PAGE EXTRACT: Begin
# One 'other'



## taxtell (Sep 17, 2009)

This is my 'part time' cat, he is our clinic cat.
We rescued him when he was about 2 weeks old.

He is VERY jealous of Flip, for the record.

His name is P.J., which is short for Paper Jam...he likes to put his toys in our printers.
He is a really hilarious, fun cat.
I take him home on extended weekends, but he gets bored.
He likes all the 'action' in the clinic.


----------



## Harley_chik (Nov 7, 2008)

I don't think I've ever seen a cat that looks like that, how unique! He is really cute and look like a little stinker, LOL! I have have a soft spot for the honnery ones. The cat in my avatar was a full blown monster when he first showed up at my house, but I adore him. (He is busy knocking everything off my desk at the moment.)


----------



## taxtell (Sep 17, 2009)

Oh he can be a naughty kitten alright, but that's why we like him.
He loves to mess with all the dogs and cats that come in the clinic.

Your little kitty is adorable too, what is his name?


----------



## Harley_chik (Nov 7, 2008)

His name is Booger and that's the G version, LOL! He has older "brother" named O.P., an orange tabby, who is also a real brat. Honestly, I think that's just part of their charm; I laugh at their antics more than anything. I also have two females who are well behaved, but pretty boring.


----------



## taxtell (Sep 17, 2009)

I admit, I love the boy kitties.


----------
PAGE EXTRACT: End
EXTRACTED MATERIAL: Begin
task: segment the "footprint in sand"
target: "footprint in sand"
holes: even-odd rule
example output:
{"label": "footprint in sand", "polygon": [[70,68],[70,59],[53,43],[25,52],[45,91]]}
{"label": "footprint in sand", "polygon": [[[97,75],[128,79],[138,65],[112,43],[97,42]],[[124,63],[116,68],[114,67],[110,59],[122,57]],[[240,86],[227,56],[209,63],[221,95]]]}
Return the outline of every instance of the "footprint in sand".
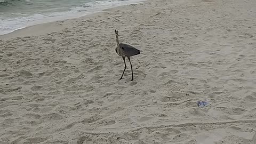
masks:
{"label": "footprint in sand", "polygon": [[33,75],[33,74],[32,74],[32,73],[29,71],[22,70],[18,71],[18,75],[20,76],[27,77],[31,76]]}

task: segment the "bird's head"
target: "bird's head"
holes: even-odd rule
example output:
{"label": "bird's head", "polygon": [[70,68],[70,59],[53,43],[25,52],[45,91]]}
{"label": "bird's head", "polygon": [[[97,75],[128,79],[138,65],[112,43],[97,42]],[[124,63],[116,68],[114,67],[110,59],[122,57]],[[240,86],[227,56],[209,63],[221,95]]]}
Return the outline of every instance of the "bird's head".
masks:
{"label": "bird's head", "polygon": [[118,36],[118,31],[117,30],[115,29],[115,33],[116,34],[116,35]]}

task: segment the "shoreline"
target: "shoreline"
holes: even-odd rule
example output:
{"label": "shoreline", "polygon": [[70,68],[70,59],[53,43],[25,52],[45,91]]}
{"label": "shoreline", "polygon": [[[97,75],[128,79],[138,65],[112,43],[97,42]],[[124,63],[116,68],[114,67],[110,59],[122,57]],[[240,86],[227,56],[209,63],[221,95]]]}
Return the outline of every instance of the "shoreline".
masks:
{"label": "shoreline", "polygon": [[[3,34],[0,35],[0,39],[6,39],[8,38],[11,38],[12,36],[14,36],[14,37],[20,37],[20,36],[28,36],[29,35],[39,35],[41,34],[44,34],[45,33],[50,33],[52,31],[57,31],[58,30],[60,30],[62,29],[61,27],[63,27],[62,26],[59,26],[60,25],[61,22],[68,22],[70,21],[70,20],[75,20],[76,19],[79,19],[81,18],[87,18],[89,17],[94,17],[94,15],[97,15],[98,13],[102,13],[106,12],[106,10],[110,10],[111,9],[114,9],[115,7],[119,7],[119,6],[124,6],[126,5],[132,5],[132,4],[139,4],[141,3],[145,2],[147,1],[147,0],[140,0],[138,1],[138,2],[131,2],[130,3],[128,3],[127,4],[122,4],[121,5],[116,5],[116,6],[108,6],[108,8],[106,9],[103,9],[101,10],[99,10],[95,12],[89,12],[89,14],[83,15],[83,16],[78,16],[77,17],[73,17],[73,18],[68,18],[68,19],[59,19],[58,20],[55,21],[50,21],[50,22],[43,22],[43,23],[37,23],[37,22],[35,22],[35,25],[33,25],[31,26],[28,26],[27,27],[25,27],[24,28],[21,28],[19,29],[18,29],[17,30],[15,30],[12,32],[10,32],[9,33]],[[49,20],[47,20],[49,21]],[[41,20],[42,21],[42,20]],[[63,24],[63,23],[62,23]],[[44,26],[44,25],[45,25],[45,26]],[[54,26],[53,25],[59,25],[59,26]],[[39,31],[37,31],[36,33],[35,33],[33,31],[34,30],[36,29],[40,29],[42,27],[49,27],[49,26],[52,26],[52,27],[54,27],[55,28],[57,28],[57,29],[47,29],[47,30],[45,32],[42,31],[42,30],[40,30]],[[26,34],[25,33],[22,33],[22,31],[23,30],[28,30],[28,32],[26,33]],[[13,34],[12,34],[13,33]],[[37,34],[38,33],[38,34]]]}
{"label": "shoreline", "polygon": [[[254,7],[148,0],[13,33],[0,41],[0,143],[255,141]],[[115,29],[143,52],[131,63]]]}

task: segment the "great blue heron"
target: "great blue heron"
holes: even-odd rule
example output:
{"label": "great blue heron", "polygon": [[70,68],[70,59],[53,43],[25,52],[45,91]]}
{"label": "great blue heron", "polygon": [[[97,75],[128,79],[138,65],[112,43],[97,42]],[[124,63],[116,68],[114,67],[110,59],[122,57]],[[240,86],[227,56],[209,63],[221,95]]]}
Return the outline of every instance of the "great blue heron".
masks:
{"label": "great blue heron", "polygon": [[132,69],[132,80],[131,81],[133,81],[133,72],[132,71],[132,63],[131,63],[131,60],[130,59],[130,57],[137,55],[140,54],[140,50],[137,50],[135,47],[133,47],[128,44],[123,44],[123,43],[119,43],[119,39],[118,39],[118,31],[117,30],[115,30],[115,33],[116,34],[116,44],[117,46],[116,48],[116,52],[120,56],[123,58],[124,62],[124,71],[123,72],[123,74],[122,74],[122,76],[119,79],[119,80],[123,78],[123,76],[124,75],[124,71],[125,71],[125,69],[126,69],[126,64],[125,63],[125,57],[127,57],[130,61],[130,64],[131,65],[131,68]]}

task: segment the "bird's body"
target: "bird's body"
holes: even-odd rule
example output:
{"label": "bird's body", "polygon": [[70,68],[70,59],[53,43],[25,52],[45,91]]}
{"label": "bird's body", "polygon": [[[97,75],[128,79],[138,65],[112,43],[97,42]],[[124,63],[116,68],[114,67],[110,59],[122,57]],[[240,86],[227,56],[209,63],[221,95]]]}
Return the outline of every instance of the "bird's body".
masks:
{"label": "bird's body", "polygon": [[125,63],[125,57],[127,57],[130,61],[130,64],[131,65],[131,68],[132,69],[132,81],[133,81],[133,72],[132,71],[132,63],[131,63],[131,60],[130,59],[130,57],[137,55],[140,53],[140,50],[137,49],[136,48],[132,46],[131,46],[128,44],[123,44],[123,43],[119,43],[119,39],[118,39],[118,31],[116,30],[115,30],[115,33],[116,34],[116,44],[117,46],[116,48],[116,52],[119,55],[123,58],[124,62],[124,71],[123,72],[123,74],[122,75],[120,79],[123,78],[123,76],[124,75],[124,71],[125,71],[125,69],[126,68],[126,64]]}
{"label": "bird's body", "polygon": [[130,45],[119,43],[119,46],[121,49],[117,47],[116,52],[121,57],[132,57],[140,53],[140,50]]}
EXTRACTED MATERIAL: End
REQUIREMENT A
In the clinic cat thread, turn the paragraph beginning "His name is P.J." into a short bulleted list that keeps its main facts.
REQUIREMENT B
Reproduce the part of the clinic cat thread that opens with the words containing "I don't think" and closes with "come in the clinic.".
Rely only on the clinic cat thread when responding.

TASK OUTPUT A
- The cat's name is P.J., short for Paper Jam, because he puts his toys in the printers.
- He is a hilarious, fun cat.
- He goes home on extended weekends but gets bored there.
- He likes all the action in the clinic.

TASK OUTPUT B
I don't think I've ever seen a cat that looks like that, how unique! He is really cute and look like a little stinker, LOL! I have have a soft spot for the honnery ones. The cat in my avatar was a full blown monster when he first showed up at my house, but I adore him. (He is busy knocking everything off my desk at the moment.)


----------



## taxtell (Sep 17, 2009)

Oh he can be a naughty kitten alright, but that's why we like him.
He loves to mess with all the dogs and cats that come in the clinic.